:: EXERCISE REQUIREMENTS ::
Scale the stretch from the line containing "Can you see the military" through the end of the records, and write out only those lines with their requests included. Multiply every pixel coordinate in the answers by 2.6 and round to whole numbers, with halves rounded up.

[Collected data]
********************

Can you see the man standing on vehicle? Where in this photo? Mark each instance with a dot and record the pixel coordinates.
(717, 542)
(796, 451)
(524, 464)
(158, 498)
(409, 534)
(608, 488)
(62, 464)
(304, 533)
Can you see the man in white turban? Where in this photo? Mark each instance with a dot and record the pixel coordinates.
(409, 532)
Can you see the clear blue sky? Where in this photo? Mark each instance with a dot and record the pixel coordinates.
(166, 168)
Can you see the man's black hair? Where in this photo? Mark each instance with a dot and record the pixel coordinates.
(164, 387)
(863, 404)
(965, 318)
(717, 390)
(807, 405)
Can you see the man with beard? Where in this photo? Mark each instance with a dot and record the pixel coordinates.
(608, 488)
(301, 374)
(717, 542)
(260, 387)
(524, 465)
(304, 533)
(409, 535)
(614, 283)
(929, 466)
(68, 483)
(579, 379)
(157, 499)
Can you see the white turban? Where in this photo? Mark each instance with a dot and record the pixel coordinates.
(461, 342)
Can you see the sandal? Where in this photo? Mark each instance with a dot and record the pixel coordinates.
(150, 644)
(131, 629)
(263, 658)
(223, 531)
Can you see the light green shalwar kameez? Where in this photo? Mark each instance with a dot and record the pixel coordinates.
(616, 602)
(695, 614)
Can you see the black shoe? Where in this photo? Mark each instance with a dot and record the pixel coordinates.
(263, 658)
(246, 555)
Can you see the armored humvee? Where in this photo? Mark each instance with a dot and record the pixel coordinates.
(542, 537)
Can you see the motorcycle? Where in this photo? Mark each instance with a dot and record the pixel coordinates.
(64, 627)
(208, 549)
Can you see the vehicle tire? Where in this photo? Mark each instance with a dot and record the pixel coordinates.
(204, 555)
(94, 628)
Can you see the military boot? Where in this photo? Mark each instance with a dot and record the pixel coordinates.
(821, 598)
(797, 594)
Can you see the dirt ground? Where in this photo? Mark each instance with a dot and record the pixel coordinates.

********************

:: SOLUTION ::
Can you see the military boot? Where in this photo? Mark each instance with a dot and record the pixel coordinates.
(2135, 1555)
(2072, 1544)
Can you see the dirt ground? Where in this photo? Mark each instance with a dot and record the pixel coordinates.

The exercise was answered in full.